─── Working data

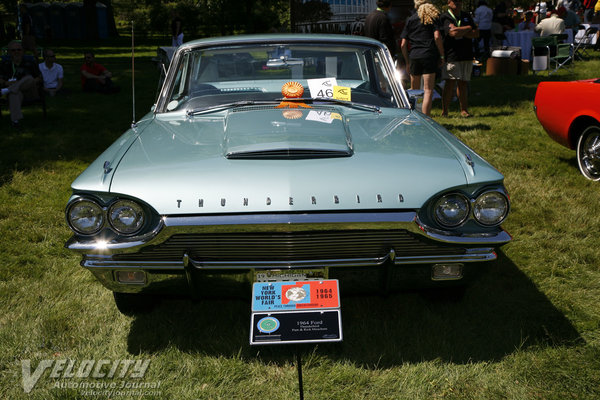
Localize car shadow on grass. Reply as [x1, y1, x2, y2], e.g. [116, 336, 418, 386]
[126, 251, 582, 367]
[438, 122, 492, 133]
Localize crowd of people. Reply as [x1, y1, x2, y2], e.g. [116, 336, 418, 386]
[0, 40, 118, 129]
[365, 0, 600, 117]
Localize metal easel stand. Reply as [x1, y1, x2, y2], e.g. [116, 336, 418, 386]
[296, 346, 304, 400]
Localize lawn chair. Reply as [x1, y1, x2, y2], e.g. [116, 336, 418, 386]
[531, 36, 573, 75]
[574, 26, 598, 60]
[531, 36, 553, 74]
[550, 41, 574, 74]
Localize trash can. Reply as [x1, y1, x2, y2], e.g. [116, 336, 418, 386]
[486, 47, 521, 75]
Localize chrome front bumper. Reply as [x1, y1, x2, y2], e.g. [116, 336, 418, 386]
[66, 211, 511, 294]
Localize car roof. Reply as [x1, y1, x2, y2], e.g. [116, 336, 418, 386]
[178, 33, 385, 50]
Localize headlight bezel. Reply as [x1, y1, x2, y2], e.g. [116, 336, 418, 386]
[108, 199, 146, 235]
[66, 196, 150, 237]
[66, 198, 105, 235]
[433, 193, 471, 228]
[430, 187, 510, 230]
[472, 189, 510, 227]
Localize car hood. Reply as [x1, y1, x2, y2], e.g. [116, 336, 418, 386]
[73, 107, 504, 214]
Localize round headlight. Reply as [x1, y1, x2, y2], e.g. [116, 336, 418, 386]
[67, 200, 104, 235]
[473, 192, 509, 226]
[434, 194, 470, 228]
[108, 200, 145, 235]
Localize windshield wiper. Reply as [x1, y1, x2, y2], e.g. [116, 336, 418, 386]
[187, 100, 278, 116]
[280, 97, 381, 113]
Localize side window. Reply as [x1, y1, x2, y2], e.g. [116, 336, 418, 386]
[373, 53, 390, 95]
[170, 52, 190, 101]
[372, 52, 397, 106]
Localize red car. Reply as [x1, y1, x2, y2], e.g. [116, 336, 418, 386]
[534, 79, 600, 181]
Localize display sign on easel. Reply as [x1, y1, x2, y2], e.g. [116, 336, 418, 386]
[249, 280, 342, 345]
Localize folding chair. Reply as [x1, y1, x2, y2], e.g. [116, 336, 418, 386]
[574, 26, 598, 60]
[531, 36, 554, 74]
[531, 36, 573, 75]
[550, 33, 569, 43]
[550, 41, 574, 74]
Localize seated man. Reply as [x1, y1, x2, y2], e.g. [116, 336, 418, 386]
[80, 51, 119, 93]
[0, 40, 41, 128]
[535, 11, 566, 36]
[39, 49, 64, 96]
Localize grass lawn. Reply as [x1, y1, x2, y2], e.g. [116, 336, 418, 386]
[0, 38, 599, 399]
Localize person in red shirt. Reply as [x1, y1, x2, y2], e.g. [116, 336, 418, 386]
[80, 52, 119, 93]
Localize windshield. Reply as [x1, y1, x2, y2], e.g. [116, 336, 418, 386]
[162, 43, 401, 112]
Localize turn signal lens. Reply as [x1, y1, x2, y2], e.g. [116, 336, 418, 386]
[115, 270, 146, 284]
[432, 264, 463, 281]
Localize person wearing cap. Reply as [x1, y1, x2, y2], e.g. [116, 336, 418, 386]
[558, 5, 580, 35]
[440, 0, 479, 118]
[400, 0, 444, 116]
[0, 40, 41, 128]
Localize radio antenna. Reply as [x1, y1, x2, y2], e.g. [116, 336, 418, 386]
[131, 20, 137, 128]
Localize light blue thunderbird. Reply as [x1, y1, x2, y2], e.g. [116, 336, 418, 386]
[65, 34, 511, 314]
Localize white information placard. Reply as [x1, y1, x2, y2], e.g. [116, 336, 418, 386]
[307, 77, 338, 99]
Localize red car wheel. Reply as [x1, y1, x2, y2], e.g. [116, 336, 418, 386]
[577, 125, 600, 181]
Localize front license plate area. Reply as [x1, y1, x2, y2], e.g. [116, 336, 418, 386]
[254, 268, 328, 283]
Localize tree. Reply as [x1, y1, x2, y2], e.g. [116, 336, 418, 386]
[294, 0, 332, 24]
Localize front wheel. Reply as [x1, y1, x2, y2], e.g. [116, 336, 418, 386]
[576, 125, 600, 181]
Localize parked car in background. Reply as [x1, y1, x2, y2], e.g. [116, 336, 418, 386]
[534, 79, 600, 181]
[65, 34, 511, 314]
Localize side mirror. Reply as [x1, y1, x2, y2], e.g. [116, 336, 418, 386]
[406, 89, 424, 111]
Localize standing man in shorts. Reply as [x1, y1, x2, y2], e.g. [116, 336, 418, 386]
[440, 0, 479, 117]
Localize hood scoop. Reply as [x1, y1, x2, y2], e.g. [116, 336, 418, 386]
[224, 108, 353, 160]
[226, 146, 352, 160]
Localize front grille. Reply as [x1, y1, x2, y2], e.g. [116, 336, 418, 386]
[114, 230, 465, 262]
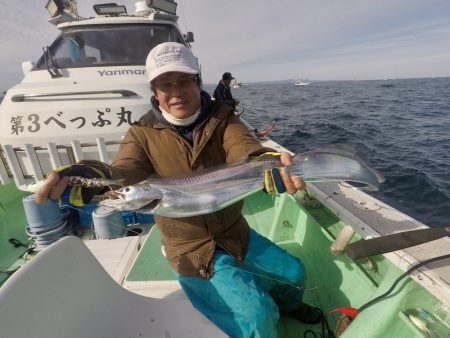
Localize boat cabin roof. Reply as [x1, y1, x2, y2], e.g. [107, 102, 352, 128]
[33, 20, 186, 71]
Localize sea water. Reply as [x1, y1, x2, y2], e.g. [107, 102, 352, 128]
[206, 77, 450, 227]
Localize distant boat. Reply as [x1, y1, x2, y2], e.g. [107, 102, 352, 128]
[233, 80, 243, 88]
[294, 80, 311, 86]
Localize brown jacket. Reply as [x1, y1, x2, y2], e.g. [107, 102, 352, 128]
[112, 102, 265, 278]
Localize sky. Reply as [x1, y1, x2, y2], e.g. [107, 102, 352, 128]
[1, 0, 450, 90]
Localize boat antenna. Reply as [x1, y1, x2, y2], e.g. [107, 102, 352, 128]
[178, 2, 189, 34]
[176, 2, 195, 45]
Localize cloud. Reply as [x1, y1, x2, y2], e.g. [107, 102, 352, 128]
[1, 0, 449, 90]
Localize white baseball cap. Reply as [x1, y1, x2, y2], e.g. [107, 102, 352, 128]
[146, 42, 199, 83]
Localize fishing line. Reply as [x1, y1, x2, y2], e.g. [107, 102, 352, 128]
[6, 237, 35, 261]
[61, 200, 318, 291]
[0, 268, 20, 287]
[0, 267, 19, 274]
[177, 2, 190, 37]
[212, 258, 330, 337]
[358, 253, 450, 313]
[235, 267, 319, 293]
[60, 203, 143, 237]
[70, 204, 318, 292]
[199, 253, 319, 293]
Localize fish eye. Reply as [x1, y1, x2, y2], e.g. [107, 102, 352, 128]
[124, 187, 130, 192]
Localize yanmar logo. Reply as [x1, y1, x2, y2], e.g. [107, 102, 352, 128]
[98, 69, 146, 76]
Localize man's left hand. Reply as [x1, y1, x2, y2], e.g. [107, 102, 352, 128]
[279, 152, 305, 194]
[263, 152, 305, 195]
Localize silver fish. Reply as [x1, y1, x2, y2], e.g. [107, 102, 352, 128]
[99, 145, 384, 218]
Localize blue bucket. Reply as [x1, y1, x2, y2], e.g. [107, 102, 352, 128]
[77, 201, 98, 228]
[93, 206, 127, 239]
[137, 213, 155, 224]
[122, 211, 138, 225]
[22, 195, 64, 230]
[22, 194, 69, 249]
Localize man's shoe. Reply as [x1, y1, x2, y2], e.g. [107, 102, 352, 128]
[289, 302, 323, 324]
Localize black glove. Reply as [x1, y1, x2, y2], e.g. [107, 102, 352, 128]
[52, 160, 112, 207]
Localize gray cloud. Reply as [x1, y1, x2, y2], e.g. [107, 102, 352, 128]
[1, 0, 449, 91]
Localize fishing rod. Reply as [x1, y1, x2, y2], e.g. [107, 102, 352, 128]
[345, 226, 450, 259]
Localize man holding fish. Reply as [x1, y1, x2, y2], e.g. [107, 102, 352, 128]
[35, 42, 322, 337]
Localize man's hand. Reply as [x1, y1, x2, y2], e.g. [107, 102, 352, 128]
[34, 160, 112, 206]
[35, 172, 69, 204]
[263, 152, 305, 195]
[279, 152, 305, 194]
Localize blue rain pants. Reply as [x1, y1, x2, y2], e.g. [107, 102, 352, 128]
[177, 228, 306, 338]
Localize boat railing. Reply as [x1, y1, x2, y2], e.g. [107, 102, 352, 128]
[11, 89, 138, 102]
[0, 117, 268, 190]
[0, 138, 122, 190]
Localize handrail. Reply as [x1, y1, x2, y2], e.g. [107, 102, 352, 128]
[1, 140, 122, 153]
[1, 144, 26, 187]
[11, 90, 138, 102]
[0, 152, 10, 185]
[0, 140, 123, 189]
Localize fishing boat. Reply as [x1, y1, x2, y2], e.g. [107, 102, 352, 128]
[295, 80, 311, 86]
[1, 1, 450, 337]
[233, 80, 243, 88]
[0, 0, 194, 191]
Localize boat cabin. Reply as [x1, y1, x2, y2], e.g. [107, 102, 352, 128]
[0, 0, 194, 190]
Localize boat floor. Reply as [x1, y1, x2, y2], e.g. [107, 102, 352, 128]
[310, 182, 450, 297]
[2, 181, 450, 337]
[66, 219, 321, 336]
[258, 134, 450, 299]
[0, 186, 324, 335]
[121, 225, 324, 336]
[0, 184, 29, 286]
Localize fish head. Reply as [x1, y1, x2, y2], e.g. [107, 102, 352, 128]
[99, 184, 162, 212]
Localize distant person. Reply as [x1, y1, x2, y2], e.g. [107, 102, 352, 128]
[213, 72, 240, 109]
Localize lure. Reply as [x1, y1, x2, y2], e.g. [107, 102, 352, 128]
[67, 176, 125, 188]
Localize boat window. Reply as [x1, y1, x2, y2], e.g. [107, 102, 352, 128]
[33, 24, 185, 69]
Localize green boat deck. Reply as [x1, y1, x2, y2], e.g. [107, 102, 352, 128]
[2, 183, 449, 337]
[127, 225, 175, 282]
[122, 191, 450, 337]
[0, 183, 29, 286]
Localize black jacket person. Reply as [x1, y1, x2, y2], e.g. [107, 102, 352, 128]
[213, 72, 239, 109]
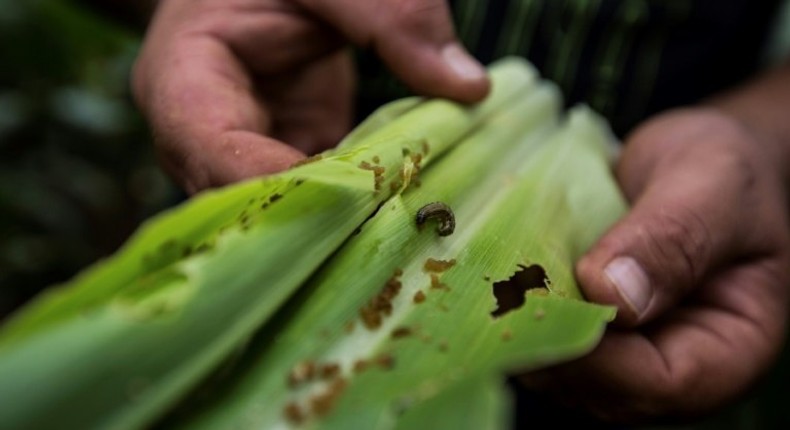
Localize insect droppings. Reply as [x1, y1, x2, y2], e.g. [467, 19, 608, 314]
[415, 202, 455, 236]
[391, 326, 413, 339]
[283, 402, 305, 424]
[309, 378, 347, 417]
[287, 361, 316, 387]
[423, 258, 456, 273]
[359, 270, 403, 329]
[319, 363, 341, 380]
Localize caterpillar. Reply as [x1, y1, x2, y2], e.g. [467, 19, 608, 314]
[415, 202, 455, 237]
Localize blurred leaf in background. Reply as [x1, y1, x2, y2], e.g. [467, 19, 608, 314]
[0, 0, 178, 319]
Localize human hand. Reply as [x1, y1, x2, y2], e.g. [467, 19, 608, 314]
[524, 108, 790, 422]
[132, 0, 489, 193]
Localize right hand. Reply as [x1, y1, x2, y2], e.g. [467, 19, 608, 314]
[132, 0, 489, 193]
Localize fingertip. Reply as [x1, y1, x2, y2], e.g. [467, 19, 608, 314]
[441, 43, 486, 81]
[439, 43, 490, 102]
[163, 131, 307, 193]
[317, 0, 490, 104]
[576, 249, 646, 327]
[210, 130, 306, 183]
[603, 257, 652, 321]
[380, 39, 490, 104]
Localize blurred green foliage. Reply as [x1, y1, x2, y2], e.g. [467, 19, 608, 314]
[0, 0, 177, 319]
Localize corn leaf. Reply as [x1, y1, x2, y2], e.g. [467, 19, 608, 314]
[0, 57, 627, 430]
[161, 97, 626, 428]
[392, 373, 511, 430]
[0, 59, 542, 430]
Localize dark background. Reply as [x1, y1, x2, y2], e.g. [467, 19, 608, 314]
[0, 0, 177, 318]
[0, 1, 786, 428]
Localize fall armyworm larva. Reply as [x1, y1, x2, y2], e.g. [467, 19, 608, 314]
[415, 202, 455, 236]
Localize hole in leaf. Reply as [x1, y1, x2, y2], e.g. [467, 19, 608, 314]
[490, 264, 548, 318]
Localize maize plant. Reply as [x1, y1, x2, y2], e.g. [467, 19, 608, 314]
[0, 58, 627, 429]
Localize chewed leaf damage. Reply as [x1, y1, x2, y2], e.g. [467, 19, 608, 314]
[490, 264, 549, 318]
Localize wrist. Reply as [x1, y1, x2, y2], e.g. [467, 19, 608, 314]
[703, 63, 790, 195]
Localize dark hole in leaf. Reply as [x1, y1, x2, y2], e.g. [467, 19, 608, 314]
[490, 264, 548, 318]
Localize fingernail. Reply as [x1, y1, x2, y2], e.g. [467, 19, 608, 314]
[604, 257, 651, 316]
[441, 43, 486, 81]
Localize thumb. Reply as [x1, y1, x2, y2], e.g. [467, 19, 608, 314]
[575, 113, 754, 327]
[296, 0, 490, 103]
[575, 197, 714, 327]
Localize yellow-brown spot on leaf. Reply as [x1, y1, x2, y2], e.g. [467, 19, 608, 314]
[410, 153, 423, 167]
[375, 354, 395, 370]
[430, 274, 450, 291]
[287, 361, 316, 388]
[359, 307, 382, 329]
[309, 378, 347, 417]
[353, 359, 369, 373]
[391, 326, 412, 339]
[319, 363, 341, 380]
[413, 290, 426, 304]
[423, 258, 456, 273]
[292, 154, 323, 167]
[360, 162, 387, 191]
[421, 140, 431, 156]
[284, 402, 305, 425]
[359, 270, 403, 330]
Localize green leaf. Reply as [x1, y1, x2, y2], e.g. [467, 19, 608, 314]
[163, 97, 625, 428]
[0, 58, 540, 430]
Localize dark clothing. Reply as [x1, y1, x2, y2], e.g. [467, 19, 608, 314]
[357, 0, 782, 137]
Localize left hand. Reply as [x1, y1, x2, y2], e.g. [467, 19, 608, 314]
[523, 107, 790, 422]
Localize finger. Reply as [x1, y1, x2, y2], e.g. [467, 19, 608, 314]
[297, 0, 490, 103]
[260, 50, 355, 156]
[194, 4, 354, 156]
[134, 34, 305, 192]
[575, 111, 764, 326]
[209, 3, 345, 74]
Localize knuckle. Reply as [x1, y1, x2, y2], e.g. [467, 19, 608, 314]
[628, 368, 698, 419]
[388, 0, 450, 35]
[644, 207, 712, 287]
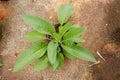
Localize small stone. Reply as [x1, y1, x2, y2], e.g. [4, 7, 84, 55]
[105, 24, 108, 26]
[8, 68, 12, 71]
[49, 16, 52, 19]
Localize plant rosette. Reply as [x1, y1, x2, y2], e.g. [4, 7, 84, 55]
[13, 3, 97, 72]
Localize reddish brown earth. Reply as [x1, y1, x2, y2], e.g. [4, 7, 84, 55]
[0, 3, 7, 20]
[0, 0, 120, 80]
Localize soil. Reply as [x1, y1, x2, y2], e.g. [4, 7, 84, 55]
[0, 0, 120, 80]
[0, 3, 7, 20]
[0, 25, 2, 41]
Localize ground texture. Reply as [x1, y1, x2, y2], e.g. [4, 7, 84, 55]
[0, 0, 120, 80]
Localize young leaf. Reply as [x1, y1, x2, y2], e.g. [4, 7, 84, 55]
[34, 55, 48, 71]
[59, 22, 73, 37]
[22, 15, 56, 35]
[63, 50, 77, 60]
[13, 42, 47, 72]
[53, 33, 61, 42]
[63, 27, 86, 40]
[25, 30, 46, 42]
[61, 44, 96, 62]
[57, 3, 74, 25]
[50, 53, 64, 71]
[47, 40, 58, 64]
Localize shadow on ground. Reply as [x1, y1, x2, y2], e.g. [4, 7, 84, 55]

──────

§ **Assignment**:
Exactly the lines from the one containing "Localize soil. Reply" through the final line of the records must appear in your reply, and no others.

§ **Finished task**:
Localize soil. Reply as [x1, y1, x2, y2], e.g. [4, 7, 84, 55]
[0, 0, 120, 80]
[0, 3, 7, 20]
[0, 25, 2, 41]
Localize ground texture. Reply as [x1, y1, x2, y2], e.g. [4, 7, 84, 55]
[0, 0, 120, 80]
Localize young leaf. Reply as [x1, y1, x2, y2], e.g. [4, 7, 84, 55]
[34, 55, 48, 71]
[59, 22, 73, 37]
[22, 15, 56, 35]
[63, 50, 77, 60]
[13, 42, 47, 72]
[53, 33, 61, 42]
[63, 27, 86, 40]
[25, 30, 46, 42]
[61, 44, 96, 62]
[57, 3, 74, 25]
[50, 53, 64, 71]
[47, 40, 58, 64]
Localize shadow on ground. Reply as [x1, y1, x2, y2], e.g. [4, 7, 84, 55]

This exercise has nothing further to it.